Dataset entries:
┌────────

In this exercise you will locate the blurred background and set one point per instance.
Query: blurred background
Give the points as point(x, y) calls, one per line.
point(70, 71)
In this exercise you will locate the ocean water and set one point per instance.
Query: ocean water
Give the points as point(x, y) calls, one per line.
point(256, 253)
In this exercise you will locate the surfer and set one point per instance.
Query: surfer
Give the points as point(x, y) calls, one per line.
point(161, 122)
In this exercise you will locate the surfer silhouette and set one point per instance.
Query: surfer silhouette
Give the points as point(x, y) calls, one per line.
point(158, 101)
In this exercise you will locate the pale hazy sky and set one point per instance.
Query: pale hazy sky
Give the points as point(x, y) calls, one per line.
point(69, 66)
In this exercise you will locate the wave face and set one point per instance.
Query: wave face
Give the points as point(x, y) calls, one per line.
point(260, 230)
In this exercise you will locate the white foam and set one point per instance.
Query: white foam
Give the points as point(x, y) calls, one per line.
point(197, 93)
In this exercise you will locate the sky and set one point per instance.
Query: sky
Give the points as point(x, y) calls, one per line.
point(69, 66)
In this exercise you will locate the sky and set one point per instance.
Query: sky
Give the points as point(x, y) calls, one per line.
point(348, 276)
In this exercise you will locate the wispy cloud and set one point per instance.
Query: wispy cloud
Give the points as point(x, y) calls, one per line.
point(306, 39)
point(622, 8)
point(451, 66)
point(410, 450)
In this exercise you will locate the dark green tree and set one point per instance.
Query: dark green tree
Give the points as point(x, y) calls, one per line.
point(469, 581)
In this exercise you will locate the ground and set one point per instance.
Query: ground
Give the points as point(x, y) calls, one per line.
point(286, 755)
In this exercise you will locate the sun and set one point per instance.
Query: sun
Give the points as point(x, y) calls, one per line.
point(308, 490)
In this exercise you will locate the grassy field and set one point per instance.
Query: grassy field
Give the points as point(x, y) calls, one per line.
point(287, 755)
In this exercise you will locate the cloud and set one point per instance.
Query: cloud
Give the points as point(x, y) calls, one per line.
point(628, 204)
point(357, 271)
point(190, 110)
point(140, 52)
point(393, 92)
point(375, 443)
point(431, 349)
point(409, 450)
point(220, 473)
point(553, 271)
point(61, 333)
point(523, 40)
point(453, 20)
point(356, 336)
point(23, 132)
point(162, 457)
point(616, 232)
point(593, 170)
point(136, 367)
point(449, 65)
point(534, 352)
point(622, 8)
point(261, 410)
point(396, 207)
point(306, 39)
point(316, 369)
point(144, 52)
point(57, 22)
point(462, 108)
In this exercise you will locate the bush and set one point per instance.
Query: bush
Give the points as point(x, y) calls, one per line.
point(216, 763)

└────────

Reproduce every one of the records, swapping "Query" for "Target" wherever it occurs and leaving everything else untouched.

Exercise result:
In this exercise you will locate the blurred background and set one point per instance.
Target: blurred background
Give the points as point(x, y) calls, one per line.
point(70, 71)
In this exercise you will locate the ocean water and set one point per instance.
Target: ocean water
Give the points as point(x, y) calls, one per line.
point(256, 253)
In this exercise you will locate the surfer and set one point per instance.
Target: surfer
Give the points as point(x, y) calls, one per line.
point(161, 122)
In this exercise you will locate the surfer silhouette and set one point per instance.
Target: surfer silhouette
Give the points as point(x, y) calls, one per line.
point(158, 101)
In this exercise you will locate the pale hazy sky and set one point per instance.
Target: pale hazy sky
Give the points as point(x, y) calls, one per line.
point(69, 66)
In this exercise you will locate the wave face and set one point per instance.
Target: wave face
Give the points as point(x, y) calls, one per line.
point(260, 230)
In this exercise you will locate the white foam and set one point per instance.
Target: white foam
Give the points as point(x, y) calls, one per line.
point(197, 93)
In this exercise you will locate the sky and set one point per instance.
Target: sky
Give the points as point(x, y) calls, one per line.
point(69, 66)
In this exercise you will locate the sky and set one point per instance.
Target: sky
Give the points as point(x, y) calls, one per line.
point(348, 276)
In this exercise you will locate the wispy cloud and set one point per instance.
Target: wispy cloud
Give the points as point(x, y) calls, one per line.
point(306, 39)
point(622, 8)
point(451, 66)
point(410, 450)
In this exercise you will locate the dark green tree and set one point per instance.
Target: dark green tree
Give the points as point(x, y) calls, one per line.
point(469, 581)
In this exercise you will locate the ground and set one point per instance.
Target: ground
Give the points as point(x, y) calls, one per line.
point(286, 755)
In this exercise you will locate the sun and set one point per instance.
Target: sun
Give the points as point(x, y) calls, one per line.
point(308, 490)
In this exercise you will locate the grassy field and set one point per instance.
Target: grassy field
Give the points as point(x, y) calls, one per line.
point(287, 755)
In this exercise you will locate the cloud and set one point per instance.
Target: cloud
Give the points as point(x, y) calls, one per line.
point(628, 204)
point(357, 271)
point(190, 110)
point(140, 52)
point(393, 92)
point(375, 443)
point(431, 349)
point(409, 450)
point(220, 473)
point(553, 271)
point(61, 333)
point(523, 40)
point(453, 20)
point(356, 336)
point(23, 132)
point(162, 457)
point(616, 232)
point(593, 170)
point(136, 367)
point(449, 65)
point(534, 352)
point(622, 8)
point(261, 410)
point(396, 207)
point(306, 39)
point(316, 369)
point(144, 52)
point(57, 22)
point(462, 108)
In this exercise you will locate the bush and set one point per instance.
Target: bush
Give the points as point(x, y) calls, one per line.
point(216, 763)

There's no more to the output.